REQUIRED WORK » Show all lines below holding the string "camouflage".

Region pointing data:
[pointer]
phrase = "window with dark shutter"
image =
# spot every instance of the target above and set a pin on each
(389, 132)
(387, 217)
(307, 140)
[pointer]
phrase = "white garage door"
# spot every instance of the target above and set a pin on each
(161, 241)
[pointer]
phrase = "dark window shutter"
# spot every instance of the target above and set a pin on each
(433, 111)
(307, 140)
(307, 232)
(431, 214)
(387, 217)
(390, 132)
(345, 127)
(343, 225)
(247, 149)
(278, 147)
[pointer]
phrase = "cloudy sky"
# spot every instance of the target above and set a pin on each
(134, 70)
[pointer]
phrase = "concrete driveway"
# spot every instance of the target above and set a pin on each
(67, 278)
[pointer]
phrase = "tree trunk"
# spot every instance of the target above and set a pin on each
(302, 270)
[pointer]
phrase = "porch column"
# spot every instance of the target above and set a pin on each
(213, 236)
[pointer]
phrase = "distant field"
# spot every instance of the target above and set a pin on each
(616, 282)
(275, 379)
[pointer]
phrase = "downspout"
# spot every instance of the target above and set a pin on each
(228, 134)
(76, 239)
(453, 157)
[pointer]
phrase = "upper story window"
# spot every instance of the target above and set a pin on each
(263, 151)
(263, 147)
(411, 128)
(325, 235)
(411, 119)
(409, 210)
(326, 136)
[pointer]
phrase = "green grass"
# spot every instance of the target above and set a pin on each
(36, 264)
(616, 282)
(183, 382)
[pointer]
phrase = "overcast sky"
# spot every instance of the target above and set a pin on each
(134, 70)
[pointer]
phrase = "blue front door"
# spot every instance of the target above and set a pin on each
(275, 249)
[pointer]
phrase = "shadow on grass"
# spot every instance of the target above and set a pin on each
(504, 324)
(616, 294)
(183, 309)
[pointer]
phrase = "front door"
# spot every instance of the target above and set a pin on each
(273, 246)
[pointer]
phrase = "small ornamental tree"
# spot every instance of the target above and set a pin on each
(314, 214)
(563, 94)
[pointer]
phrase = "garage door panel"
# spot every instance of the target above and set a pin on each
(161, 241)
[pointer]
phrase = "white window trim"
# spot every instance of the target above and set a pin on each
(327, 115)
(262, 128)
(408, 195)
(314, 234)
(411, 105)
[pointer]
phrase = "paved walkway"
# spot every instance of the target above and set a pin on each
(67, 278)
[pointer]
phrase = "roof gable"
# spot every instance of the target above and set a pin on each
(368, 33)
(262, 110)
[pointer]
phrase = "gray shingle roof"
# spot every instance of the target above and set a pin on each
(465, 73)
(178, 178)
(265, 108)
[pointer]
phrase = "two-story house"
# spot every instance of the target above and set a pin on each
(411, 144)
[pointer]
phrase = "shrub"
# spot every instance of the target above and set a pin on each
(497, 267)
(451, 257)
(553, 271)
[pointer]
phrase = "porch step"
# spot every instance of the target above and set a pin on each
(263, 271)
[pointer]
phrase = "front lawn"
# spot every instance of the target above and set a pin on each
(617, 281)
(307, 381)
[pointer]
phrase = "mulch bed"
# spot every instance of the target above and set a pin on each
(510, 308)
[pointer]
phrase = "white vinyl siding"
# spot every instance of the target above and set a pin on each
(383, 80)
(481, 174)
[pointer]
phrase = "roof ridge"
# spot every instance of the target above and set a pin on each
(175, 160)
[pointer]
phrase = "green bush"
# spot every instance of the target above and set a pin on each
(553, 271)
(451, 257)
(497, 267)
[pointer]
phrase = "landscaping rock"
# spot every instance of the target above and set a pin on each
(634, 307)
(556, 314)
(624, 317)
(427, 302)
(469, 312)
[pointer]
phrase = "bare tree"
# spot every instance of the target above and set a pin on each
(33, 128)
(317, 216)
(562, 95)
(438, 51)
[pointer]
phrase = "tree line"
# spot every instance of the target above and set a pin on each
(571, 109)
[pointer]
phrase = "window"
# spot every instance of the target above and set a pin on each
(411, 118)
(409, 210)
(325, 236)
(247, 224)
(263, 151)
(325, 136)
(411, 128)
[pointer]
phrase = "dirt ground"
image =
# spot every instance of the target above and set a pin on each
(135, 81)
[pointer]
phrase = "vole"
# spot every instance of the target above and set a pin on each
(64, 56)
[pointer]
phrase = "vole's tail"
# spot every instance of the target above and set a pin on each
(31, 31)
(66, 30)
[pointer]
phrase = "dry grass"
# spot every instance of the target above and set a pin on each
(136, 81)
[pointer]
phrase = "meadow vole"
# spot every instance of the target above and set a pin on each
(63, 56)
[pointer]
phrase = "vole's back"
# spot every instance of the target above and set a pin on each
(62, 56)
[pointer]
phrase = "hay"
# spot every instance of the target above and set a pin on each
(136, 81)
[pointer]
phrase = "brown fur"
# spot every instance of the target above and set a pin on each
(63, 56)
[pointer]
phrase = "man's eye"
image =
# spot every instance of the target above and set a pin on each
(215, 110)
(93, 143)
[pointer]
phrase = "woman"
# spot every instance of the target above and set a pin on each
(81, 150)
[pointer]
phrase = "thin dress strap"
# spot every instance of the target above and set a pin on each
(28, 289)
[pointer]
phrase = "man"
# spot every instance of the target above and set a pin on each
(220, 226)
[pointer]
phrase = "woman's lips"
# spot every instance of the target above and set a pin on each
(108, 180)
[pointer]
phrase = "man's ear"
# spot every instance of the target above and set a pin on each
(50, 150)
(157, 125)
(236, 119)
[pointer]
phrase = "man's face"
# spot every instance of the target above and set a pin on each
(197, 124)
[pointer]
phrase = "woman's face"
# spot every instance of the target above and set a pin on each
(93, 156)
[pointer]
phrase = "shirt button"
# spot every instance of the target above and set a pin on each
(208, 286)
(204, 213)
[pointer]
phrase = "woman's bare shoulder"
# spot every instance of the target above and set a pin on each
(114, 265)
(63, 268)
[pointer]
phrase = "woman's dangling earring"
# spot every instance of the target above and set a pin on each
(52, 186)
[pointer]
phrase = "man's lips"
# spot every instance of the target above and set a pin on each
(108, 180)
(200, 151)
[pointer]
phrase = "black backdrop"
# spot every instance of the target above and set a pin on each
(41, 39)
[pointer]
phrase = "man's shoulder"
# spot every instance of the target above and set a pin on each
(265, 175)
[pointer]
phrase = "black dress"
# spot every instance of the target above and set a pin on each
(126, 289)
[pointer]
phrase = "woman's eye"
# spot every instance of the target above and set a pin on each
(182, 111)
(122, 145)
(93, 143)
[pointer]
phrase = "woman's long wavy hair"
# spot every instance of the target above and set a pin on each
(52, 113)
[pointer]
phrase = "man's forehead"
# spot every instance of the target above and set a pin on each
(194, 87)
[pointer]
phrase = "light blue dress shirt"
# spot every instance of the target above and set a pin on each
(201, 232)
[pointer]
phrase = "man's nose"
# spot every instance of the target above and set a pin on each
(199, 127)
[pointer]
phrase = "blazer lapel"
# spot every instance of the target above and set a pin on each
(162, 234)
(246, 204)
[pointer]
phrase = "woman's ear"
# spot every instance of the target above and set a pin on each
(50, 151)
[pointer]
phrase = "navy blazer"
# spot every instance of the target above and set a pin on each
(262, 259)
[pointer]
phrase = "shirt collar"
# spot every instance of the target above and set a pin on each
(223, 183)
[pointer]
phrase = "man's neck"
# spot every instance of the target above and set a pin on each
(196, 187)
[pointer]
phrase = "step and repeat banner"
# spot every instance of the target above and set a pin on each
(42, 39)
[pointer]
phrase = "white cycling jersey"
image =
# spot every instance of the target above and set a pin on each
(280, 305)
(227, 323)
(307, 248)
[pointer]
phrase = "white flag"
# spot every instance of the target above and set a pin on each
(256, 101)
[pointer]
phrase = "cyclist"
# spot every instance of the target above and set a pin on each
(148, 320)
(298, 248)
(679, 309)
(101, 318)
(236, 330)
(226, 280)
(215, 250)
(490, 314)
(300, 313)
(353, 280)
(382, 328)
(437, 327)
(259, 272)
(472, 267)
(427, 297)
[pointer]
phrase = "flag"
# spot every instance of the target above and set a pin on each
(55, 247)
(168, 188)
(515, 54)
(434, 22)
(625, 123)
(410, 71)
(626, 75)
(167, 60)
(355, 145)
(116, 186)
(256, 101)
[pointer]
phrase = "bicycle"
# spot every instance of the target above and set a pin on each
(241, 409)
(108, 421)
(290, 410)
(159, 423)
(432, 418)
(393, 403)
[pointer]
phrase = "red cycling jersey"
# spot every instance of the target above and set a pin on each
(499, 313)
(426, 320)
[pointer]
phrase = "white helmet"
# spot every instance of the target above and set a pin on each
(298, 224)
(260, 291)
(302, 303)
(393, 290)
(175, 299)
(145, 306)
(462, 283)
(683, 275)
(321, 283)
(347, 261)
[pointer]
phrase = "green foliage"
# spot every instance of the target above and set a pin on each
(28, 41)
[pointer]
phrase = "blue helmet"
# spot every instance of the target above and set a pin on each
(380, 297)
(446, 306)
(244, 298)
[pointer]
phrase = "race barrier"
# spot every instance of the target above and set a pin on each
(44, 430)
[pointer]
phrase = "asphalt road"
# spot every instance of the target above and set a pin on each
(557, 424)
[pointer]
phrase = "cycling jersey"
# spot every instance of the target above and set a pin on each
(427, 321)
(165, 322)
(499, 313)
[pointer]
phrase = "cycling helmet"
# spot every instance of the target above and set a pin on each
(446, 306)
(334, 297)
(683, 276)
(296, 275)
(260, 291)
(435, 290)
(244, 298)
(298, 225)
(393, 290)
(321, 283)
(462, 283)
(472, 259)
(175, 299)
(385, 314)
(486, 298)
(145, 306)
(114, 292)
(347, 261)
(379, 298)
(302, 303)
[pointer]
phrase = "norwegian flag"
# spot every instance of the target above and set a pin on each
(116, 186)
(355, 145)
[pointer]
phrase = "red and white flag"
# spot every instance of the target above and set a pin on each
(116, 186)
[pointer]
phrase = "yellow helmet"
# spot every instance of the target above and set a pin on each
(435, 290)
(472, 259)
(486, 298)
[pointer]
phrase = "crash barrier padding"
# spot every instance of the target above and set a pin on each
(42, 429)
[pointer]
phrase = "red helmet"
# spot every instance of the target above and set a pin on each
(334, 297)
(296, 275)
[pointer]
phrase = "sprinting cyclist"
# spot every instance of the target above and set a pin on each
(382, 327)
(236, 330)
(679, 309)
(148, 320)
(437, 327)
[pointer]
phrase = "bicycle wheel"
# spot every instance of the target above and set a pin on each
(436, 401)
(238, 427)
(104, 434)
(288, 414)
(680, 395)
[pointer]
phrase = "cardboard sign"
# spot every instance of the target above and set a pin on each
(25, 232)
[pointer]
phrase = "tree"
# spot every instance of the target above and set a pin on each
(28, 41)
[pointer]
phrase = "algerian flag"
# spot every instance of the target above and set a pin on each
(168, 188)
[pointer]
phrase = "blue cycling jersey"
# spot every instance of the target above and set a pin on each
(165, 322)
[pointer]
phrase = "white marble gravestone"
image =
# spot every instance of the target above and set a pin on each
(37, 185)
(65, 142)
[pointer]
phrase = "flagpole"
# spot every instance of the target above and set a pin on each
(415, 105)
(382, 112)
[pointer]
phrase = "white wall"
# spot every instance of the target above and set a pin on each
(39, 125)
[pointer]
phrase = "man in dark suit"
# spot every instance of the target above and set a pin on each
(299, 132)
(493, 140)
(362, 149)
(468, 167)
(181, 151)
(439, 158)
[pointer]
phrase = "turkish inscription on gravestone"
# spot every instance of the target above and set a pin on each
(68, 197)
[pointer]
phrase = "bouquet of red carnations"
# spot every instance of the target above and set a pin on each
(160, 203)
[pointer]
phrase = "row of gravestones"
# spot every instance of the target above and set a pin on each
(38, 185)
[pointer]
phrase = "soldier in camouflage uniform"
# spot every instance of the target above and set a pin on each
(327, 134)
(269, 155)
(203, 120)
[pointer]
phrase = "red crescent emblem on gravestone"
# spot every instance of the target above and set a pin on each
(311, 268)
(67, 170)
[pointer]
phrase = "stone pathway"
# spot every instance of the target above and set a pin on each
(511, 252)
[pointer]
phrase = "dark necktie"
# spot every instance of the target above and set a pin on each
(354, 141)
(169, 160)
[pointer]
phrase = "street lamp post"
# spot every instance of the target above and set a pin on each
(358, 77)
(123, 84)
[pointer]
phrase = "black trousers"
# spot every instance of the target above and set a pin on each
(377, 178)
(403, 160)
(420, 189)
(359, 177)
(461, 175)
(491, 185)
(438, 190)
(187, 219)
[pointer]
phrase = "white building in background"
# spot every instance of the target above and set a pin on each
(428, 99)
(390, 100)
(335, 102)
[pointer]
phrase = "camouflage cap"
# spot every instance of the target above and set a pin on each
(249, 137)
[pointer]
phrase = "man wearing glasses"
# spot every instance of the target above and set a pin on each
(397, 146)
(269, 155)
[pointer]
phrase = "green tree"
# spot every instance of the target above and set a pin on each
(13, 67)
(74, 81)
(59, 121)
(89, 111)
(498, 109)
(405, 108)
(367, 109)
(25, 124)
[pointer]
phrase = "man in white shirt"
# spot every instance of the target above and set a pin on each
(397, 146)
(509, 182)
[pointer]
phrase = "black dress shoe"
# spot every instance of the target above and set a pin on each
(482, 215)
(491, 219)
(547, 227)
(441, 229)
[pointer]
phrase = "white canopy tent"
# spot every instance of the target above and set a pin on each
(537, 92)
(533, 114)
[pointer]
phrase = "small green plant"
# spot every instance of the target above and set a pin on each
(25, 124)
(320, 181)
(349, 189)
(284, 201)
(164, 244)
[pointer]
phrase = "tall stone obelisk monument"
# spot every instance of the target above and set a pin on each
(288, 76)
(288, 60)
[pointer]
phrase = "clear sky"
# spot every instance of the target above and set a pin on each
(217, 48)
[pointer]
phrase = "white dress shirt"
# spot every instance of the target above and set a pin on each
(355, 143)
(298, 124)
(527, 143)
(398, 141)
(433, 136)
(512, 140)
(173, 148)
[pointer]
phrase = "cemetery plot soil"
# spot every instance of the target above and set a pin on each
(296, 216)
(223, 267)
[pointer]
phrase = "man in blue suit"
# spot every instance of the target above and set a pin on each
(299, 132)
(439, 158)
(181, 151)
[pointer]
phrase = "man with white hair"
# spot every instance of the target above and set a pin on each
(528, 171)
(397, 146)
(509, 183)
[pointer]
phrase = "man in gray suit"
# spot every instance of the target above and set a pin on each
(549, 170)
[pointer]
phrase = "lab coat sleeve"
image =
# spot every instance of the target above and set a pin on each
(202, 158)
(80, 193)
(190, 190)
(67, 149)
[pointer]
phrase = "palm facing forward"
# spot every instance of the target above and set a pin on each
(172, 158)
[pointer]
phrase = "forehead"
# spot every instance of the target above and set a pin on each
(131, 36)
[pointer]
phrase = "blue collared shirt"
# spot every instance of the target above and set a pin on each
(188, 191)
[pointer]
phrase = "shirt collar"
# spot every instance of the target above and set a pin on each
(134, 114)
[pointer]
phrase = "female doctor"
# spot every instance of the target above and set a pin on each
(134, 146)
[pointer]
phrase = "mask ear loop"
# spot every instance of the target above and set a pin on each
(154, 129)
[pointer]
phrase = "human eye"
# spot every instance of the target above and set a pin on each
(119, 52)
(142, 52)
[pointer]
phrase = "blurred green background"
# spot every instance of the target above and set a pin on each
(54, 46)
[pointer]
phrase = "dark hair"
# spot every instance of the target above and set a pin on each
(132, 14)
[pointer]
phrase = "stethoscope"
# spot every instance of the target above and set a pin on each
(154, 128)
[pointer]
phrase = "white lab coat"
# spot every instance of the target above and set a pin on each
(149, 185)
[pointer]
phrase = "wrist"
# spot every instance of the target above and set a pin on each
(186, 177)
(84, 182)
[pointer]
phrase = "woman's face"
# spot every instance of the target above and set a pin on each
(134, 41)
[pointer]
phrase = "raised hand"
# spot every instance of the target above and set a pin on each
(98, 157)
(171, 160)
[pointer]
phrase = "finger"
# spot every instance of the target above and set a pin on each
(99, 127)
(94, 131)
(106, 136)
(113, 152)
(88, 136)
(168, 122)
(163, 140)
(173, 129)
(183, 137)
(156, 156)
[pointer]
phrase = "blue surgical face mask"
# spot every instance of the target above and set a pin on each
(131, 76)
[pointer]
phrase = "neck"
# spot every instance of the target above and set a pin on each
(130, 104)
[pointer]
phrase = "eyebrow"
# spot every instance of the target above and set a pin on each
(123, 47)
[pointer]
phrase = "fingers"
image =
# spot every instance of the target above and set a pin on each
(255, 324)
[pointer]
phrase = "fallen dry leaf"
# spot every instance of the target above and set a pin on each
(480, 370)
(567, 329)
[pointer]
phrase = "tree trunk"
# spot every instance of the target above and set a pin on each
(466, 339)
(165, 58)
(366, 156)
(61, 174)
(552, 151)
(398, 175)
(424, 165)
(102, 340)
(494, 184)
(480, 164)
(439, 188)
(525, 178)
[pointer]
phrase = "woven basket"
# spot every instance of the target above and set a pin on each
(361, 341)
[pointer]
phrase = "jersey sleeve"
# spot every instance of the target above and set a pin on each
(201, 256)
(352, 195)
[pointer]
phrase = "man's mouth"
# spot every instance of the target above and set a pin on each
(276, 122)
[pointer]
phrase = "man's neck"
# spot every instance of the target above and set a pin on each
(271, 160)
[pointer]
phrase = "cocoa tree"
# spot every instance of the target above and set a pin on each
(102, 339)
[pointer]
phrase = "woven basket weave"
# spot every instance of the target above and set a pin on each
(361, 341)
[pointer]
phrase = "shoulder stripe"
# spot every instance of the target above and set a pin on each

TASK SOLUTION »
phrase = "soldier in camouflage uniform"
phrase = "camouflage cap"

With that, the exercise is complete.